* **WHAT TO PRODUCE**
Would you please transcribe the records below exactly, leaving out the pictures?

Image-grounded pointing data:
****************

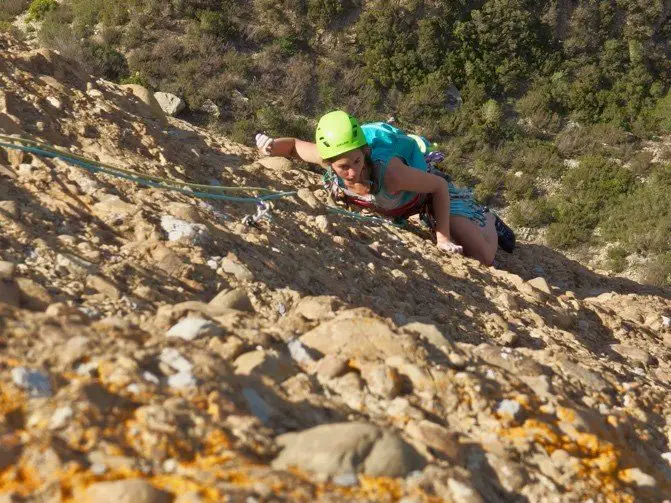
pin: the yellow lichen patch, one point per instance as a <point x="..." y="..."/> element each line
<point x="11" y="400"/>
<point x="179" y="485"/>
<point x="20" y="479"/>
<point x="566" y="415"/>
<point x="535" y="430"/>
<point x="216" y="441"/>
<point x="379" y="488"/>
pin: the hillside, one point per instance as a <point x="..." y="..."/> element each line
<point x="155" y="348"/>
<point x="530" y="100"/>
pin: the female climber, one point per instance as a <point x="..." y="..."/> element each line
<point x="379" y="167"/>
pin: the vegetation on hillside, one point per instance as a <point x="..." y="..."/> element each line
<point x="512" y="89"/>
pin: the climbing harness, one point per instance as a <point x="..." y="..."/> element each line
<point x="217" y="192"/>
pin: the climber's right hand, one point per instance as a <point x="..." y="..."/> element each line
<point x="451" y="248"/>
<point x="264" y="143"/>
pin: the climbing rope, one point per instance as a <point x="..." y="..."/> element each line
<point x="192" y="189"/>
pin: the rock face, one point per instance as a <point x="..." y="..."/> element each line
<point x="338" y="449"/>
<point x="172" y="105"/>
<point x="154" y="348"/>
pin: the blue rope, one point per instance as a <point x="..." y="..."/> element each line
<point x="94" y="168"/>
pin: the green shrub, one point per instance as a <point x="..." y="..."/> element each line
<point x="56" y="34"/>
<point x="658" y="271"/>
<point x="531" y="213"/>
<point x="588" y="193"/>
<point x="617" y="259"/>
<point x="136" y="78"/>
<point x="11" y="8"/>
<point x="106" y="61"/>
<point x="662" y="113"/>
<point x="39" y="8"/>
<point x="642" y="221"/>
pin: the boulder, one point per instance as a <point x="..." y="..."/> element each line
<point x="169" y="103"/>
<point x="343" y="448"/>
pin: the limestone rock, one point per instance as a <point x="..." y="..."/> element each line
<point x="342" y="448"/>
<point x="126" y="491"/>
<point x="356" y="336"/>
<point x="7" y="270"/>
<point x="231" y="299"/>
<point x="149" y="107"/>
<point x="169" y="103"/>
<point x="32" y="295"/>
<point x="189" y="329"/>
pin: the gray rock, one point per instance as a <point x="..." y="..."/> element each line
<point x="9" y="293"/>
<point x="540" y="284"/>
<point x="384" y="381"/>
<point x="316" y="308"/>
<point x="347" y="448"/>
<point x="104" y="286"/>
<point x="32" y="295"/>
<point x="172" y="358"/>
<point x="357" y="336"/>
<point x="331" y="366"/>
<point x="35" y="382"/>
<point x="169" y="103"/>
<point x="637" y="354"/>
<point x="587" y="377"/>
<point x="463" y="492"/>
<point x="240" y="271"/>
<point x="509" y="408"/>
<point x="261" y="362"/>
<point x="257" y="405"/>
<point x="231" y="299"/>
<point x="7" y="270"/>
<point x="639" y="478"/>
<point x="126" y="491"/>
<point x="229" y="349"/>
<point x="210" y="107"/>
<point x="430" y="333"/>
<point x="192" y="328"/>
<point x="180" y="229"/>
<point x="182" y="380"/>
<point x="10" y="210"/>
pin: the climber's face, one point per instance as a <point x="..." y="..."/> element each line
<point x="349" y="165"/>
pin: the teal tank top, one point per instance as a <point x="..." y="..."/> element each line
<point x="386" y="142"/>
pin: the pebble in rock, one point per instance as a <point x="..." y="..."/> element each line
<point x="172" y="358"/>
<point x="299" y="353"/>
<point x="509" y="408"/>
<point x="182" y="380"/>
<point x="192" y="328"/>
<point x="35" y="382"/>
<point x="178" y="229"/>
<point x="7" y="270"/>
<point x="126" y="491"/>
<point x="637" y="477"/>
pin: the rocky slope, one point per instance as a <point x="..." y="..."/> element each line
<point x="155" y="349"/>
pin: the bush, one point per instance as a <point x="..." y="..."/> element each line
<point x="39" y="8"/>
<point x="588" y="193"/>
<point x="531" y="213"/>
<point x="105" y="61"/>
<point x="12" y="8"/>
<point x="617" y="259"/>
<point x="57" y="35"/>
<point x="658" y="271"/>
<point x="642" y="221"/>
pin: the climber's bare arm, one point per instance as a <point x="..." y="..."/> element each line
<point x="290" y="147"/>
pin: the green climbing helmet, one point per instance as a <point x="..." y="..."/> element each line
<point x="423" y="144"/>
<point x="338" y="132"/>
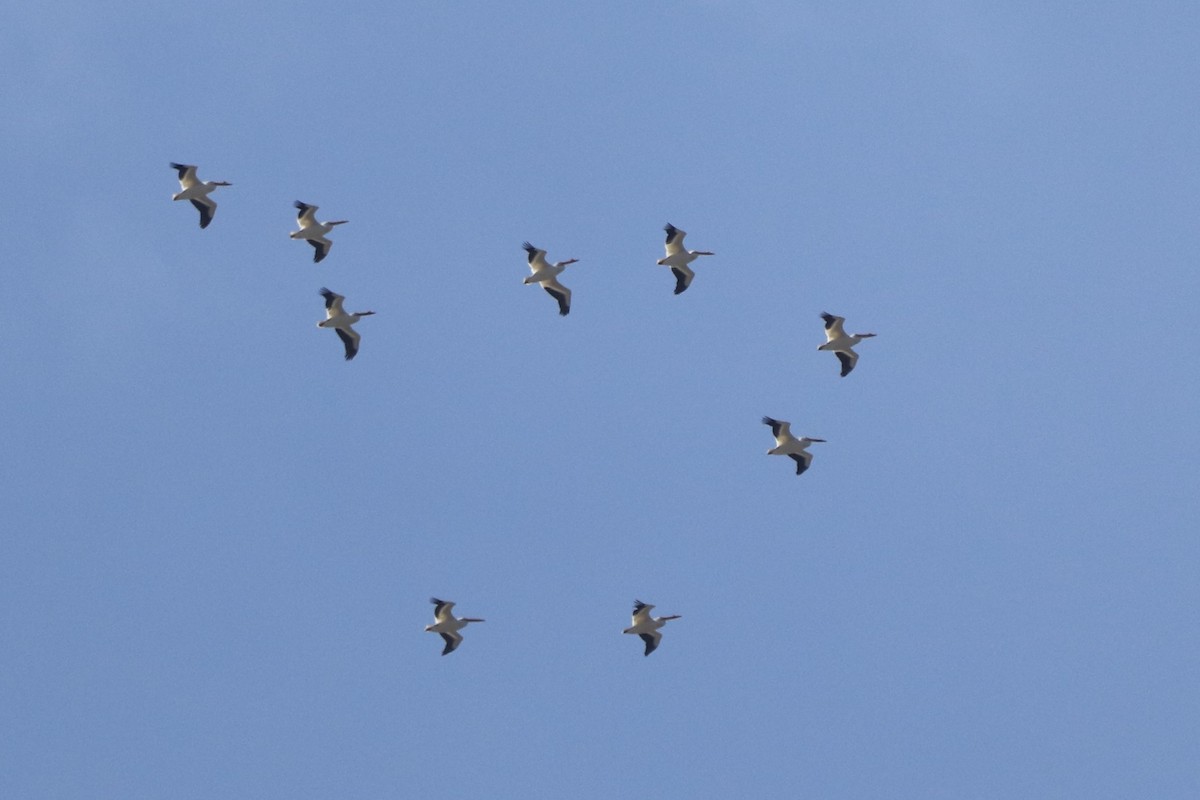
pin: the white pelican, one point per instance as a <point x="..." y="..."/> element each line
<point x="678" y="258"/>
<point x="547" y="276"/>
<point x="341" y="322"/>
<point x="312" y="230"/>
<point x="448" y="625"/>
<point x="647" y="626"/>
<point x="840" y="343"/>
<point x="197" y="191"/>
<point x="789" y="445"/>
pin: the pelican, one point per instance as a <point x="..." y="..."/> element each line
<point x="312" y="230"/>
<point x="448" y="625"/>
<point x="341" y="322"/>
<point x="547" y="276"/>
<point x="678" y="258"/>
<point x="789" y="445"/>
<point x="647" y="626"/>
<point x="197" y="191"/>
<point x="840" y="343"/>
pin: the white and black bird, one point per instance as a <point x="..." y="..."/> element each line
<point x="678" y="258"/>
<point x="547" y="276"/>
<point x="647" y="626"/>
<point x="197" y="191"/>
<point x="448" y="625"/>
<point x="841" y="344"/>
<point x="313" y="232"/>
<point x="341" y="322"/>
<point x="789" y="445"/>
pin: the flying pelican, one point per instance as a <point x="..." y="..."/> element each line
<point x="448" y="625"/>
<point x="197" y="191"/>
<point x="841" y="344"/>
<point x="547" y="276"/>
<point x="312" y="230"/>
<point x="341" y="322"/>
<point x="678" y="258"/>
<point x="647" y="626"/>
<point x="789" y="445"/>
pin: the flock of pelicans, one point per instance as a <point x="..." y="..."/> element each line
<point x="545" y="275"/>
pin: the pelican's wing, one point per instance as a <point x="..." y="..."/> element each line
<point x="849" y="359"/>
<point x="307" y="215"/>
<point x="321" y="248"/>
<point x="641" y="612"/>
<point x="802" y="461"/>
<point x="781" y="429"/>
<point x="683" y="277"/>
<point x="207" y="208"/>
<point x="833" y="326"/>
<point x="186" y="175"/>
<point x="454" y="638"/>
<point x="351" y="338"/>
<point x="537" y="257"/>
<point x="442" y="609"/>
<point x="675" y="239"/>
<point x="559" y="293"/>
<point x="333" y="304"/>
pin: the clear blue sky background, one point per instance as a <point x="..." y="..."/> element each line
<point x="220" y="537"/>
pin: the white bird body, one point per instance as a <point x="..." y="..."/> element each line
<point x="678" y="258"/>
<point x="789" y="445"/>
<point x="312" y="230"/>
<point x="197" y="191"/>
<point x="840" y="343"/>
<point x="341" y="322"/>
<point x="647" y="626"/>
<point x="448" y="625"/>
<point x="540" y="271"/>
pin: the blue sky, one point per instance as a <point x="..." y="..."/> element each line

****************

* **SOLVED EXERCISE**
pin: the yellow lichen patch, one point per instance as a <point x="..." y="..."/> element each line
<point x="11" y="400"/>
<point x="179" y="485"/>
<point x="20" y="479"/>
<point x="566" y="415"/>
<point x="535" y="430"/>
<point x="216" y="441"/>
<point x="379" y="488"/>
pin: the hillside, one point per instance as a <point x="..." y="..."/> element each line
<point x="155" y="348"/>
<point x="530" y="100"/>
pin: the female climber, one point per instance as a <point x="..." y="..."/> element each line
<point x="379" y="167"/>
pin: the vegetation on hillside, one point per instance as a <point x="..." y="..."/> element each line
<point x="512" y="89"/>
pin: the climbing harness, one point per instance as a <point x="..." y="..."/> element each line
<point x="217" y="192"/>
pin: the climber's right hand, one point per instance as a <point x="..." y="..."/> element each line
<point x="451" y="248"/>
<point x="264" y="143"/>
pin: the climbing rope, one point per instance as a <point x="..." y="..."/> element each line
<point x="192" y="189"/>
pin: the rock face, one point per instance as a <point x="..." y="..."/> element each line
<point x="338" y="449"/>
<point x="172" y="105"/>
<point x="154" y="348"/>
pin: the blue rope, one point per instance as a <point x="..." y="..."/> element each line
<point x="94" y="168"/>
pin: the green shrub, one point per instance as a <point x="..." y="..."/> element each line
<point x="56" y="34"/>
<point x="658" y="271"/>
<point x="531" y="213"/>
<point x="588" y="193"/>
<point x="617" y="259"/>
<point x="136" y="78"/>
<point x="11" y="8"/>
<point x="106" y="61"/>
<point x="662" y="113"/>
<point x="39" y="8"/>
<point x="642" y="221"/>
pin: the boulder, one point per instance as a <point x="..." y="..."/> element each line
<point x="169" y="103"/>
<point x="343" y="448"/>
pin: the limestone rock, one point per instance as a <point x="..." y="..."/> element each line
<point x="342" y="448"/>
<point x="126" y="491"/>
<point x="356" y="336"/>
<point x="7" y="270"/>
<point x="231" y="299"/>
<point x="149" y="107"/>
<point x="169" y="103"/>
<point x="32" y="295"/>
<point x="189" y="329"/>
pin: the gray rock, one point per instance as a <point x="..." y="..."/> element each line
<point x="9" y="293"/>
<point x="540" y="284"/>
<point x="384" y="381"/>
<point x="316" y="308"/>
<point x="347" y="448"/>
<point x="104" y="286"/>
<point x="32" y="295"/>
<point x="172" y="358"/>
<point x="357" y="336"/>
<point x="331" y="366"/>
<point x="35" y="382"/>
<point x="169" y="103"/>
<point x="637" y="354"/>
<point x="587" y="377"/>
<point x="463" y="492"/>
<point x="240" y="271"/>
<point x="509" y="408"/>
<point x="261" y="362"/>
<point x="257" y="405"/>
<point x="231" y="299"/>
<point x="7" y="270"/>
<point x="639" y="478"/>
<point x="126" y="491"/>
<point x="229" y="349"/>
<point x="210" y="107"/>
<point x="430" y="333"/>
<point x="192" y="328"/>
<point x="180" y="229"/>
<point x="182" y="380"/>
<point x="10" y="210"/>
pin: the climber's face, one point per instance as a <point x="..." y="..."/> element each line
<point x="349" y="165"/>
pin: the teal tank top, one point per instance as a <point x="..." y="..."/> element each line
<point x="386" y="142"/>
pin: the pebble in rock, one point per instance as a <point x="..." y="..."/> element each line
<point x="172" y="358"/>
<point x="299" y="353"/>
<point x="509" y="408"/>
<point x="182" y="380"/>
<point x="192" y="328"/>
<point x="35" y="382"/>
<point x="178" y="229"/>
<point x="7" y="270"/>
<point x="126" y="491"/>
<point x="637" y="477"/>
pin: the rocky slope, one point per instance as a <point x="..." y="..."/> element each line
<point x="155" y="349"/>
pin: the bush, one point per instance as a <point x="..." y="..."/> element each line
<point x="39" y="8"/>
<point x="588" y="193"/>
<point x="531" y="213"/>
<point x="105" y="61"/>
<point x="12" y="8"/>
<point x="617" y="259"/>
<point x="57" y="35"/>
<point x="658" y="271"/>
<point x="642" y="221"/>
pin: the climber's bare arm, one point per instance as a <point x="..." y="..."/> element each line
<point x="290" y="147"/>
pin: the green climbing helmet, one point per instance as a <point x="..." y="..."/> element each line
<point x="423" y="144"/>
<point x="338" y="132"/>
pin: the white pelican, one point per instance as a <point x="..." y="..."/> element each line
<point x="678" y="258"/>
<point x="547" y="276"/>
<point x="341" y="322"/>
<point x="312" y="230"/>
<point x="448" y="625"/>
<point x="647" y="626"/>
<point x="840" y="343"/>
<point x="197" y="191"/>
<point x="789" y="445"/>
pin: the pelican, one point per instance as a <point x="..." y="..."/> element each line
<point x="312" y="230"/>
<point x="448" y="625"/>
<point x="341" y="322"/>
<point x="547" y="276"/>
<point x="678" y="258"/>
<point x="789" y="445"/>
<point x="647" y="626"/>
<point x="197" y="191"/>
<point x="840" y="343"/>
pin: the white and black bird, one point per instance as a <point x="..." y="..."/> element each line
<point x="678" y="258"/>
<point x="547" y="276"/>
<point x="647" y="626"/>
<point x="197" y="191"/>
<point x="448" y="625"/>
<point x="841" y="344"/>
<point x="313" y="232"/>
<point x="341" y="322"/>
<point x="789" y="445"/>
pin: the flying pelican, one point per instance as a <point x="..." y="..."/> element each line
<point x="448" y="625"/>
<point x="197" y="191"/>
<point x="841" y="344"/>
<point x="547" y="276"/>
<point x="312" y="230"/>
<point x="341" y="322"/>
<point x="678" y="258"/>
<point x="647" y="626"/>
<point x="789" y="445"/>
pin: the flock of pelicans, one point per instance as a <point x="..." y="..."/> element each line
<point x="545" y="275"/>
pin: the pelican's wing, one point per instance as a <point x="..." y="..."/> element each line
<point x="849" y="359"/>
<point x="307" y="215"/>
<point x="321" y="248"/>
<point x="641" y="612"/>
<point x="802" y="461"/>
<point x="781" y="429"/>
<point x="683" y="277"/>
<point x="207" y="208"/>
<point x="833" y="326"/>
<point x="186" y="175"/>
<point x="454" y="638"/>
<point x="351" y="338"/>
<point x="537" y="257"/>
<point x="442" y="609"/>
<point x="675" y="239"/>
<point x="559" y="293"/>
<point x="333" y="304"/>
pin: the clear blue sky background, one point per instance as a <point x="..." y="..."/> element each line
<point x="220" y="537"/>
pin: the white bird body, one point per instance as a <point x="..." y="..."/> element each line
<point x="678" y="258"/>
<point x="789" y="445"/>
<point x="312" y="230"/>
<point x="197" y="191"/>
<point x="840" y="343"/>
<point x="341" y="322"/>
<point x="647" y="626"/>
<point x="448" y="625"/>
<point x="540" y="271"/>
pin: the blue sky, one point per instance as a <point x="..." y="..."/> element each line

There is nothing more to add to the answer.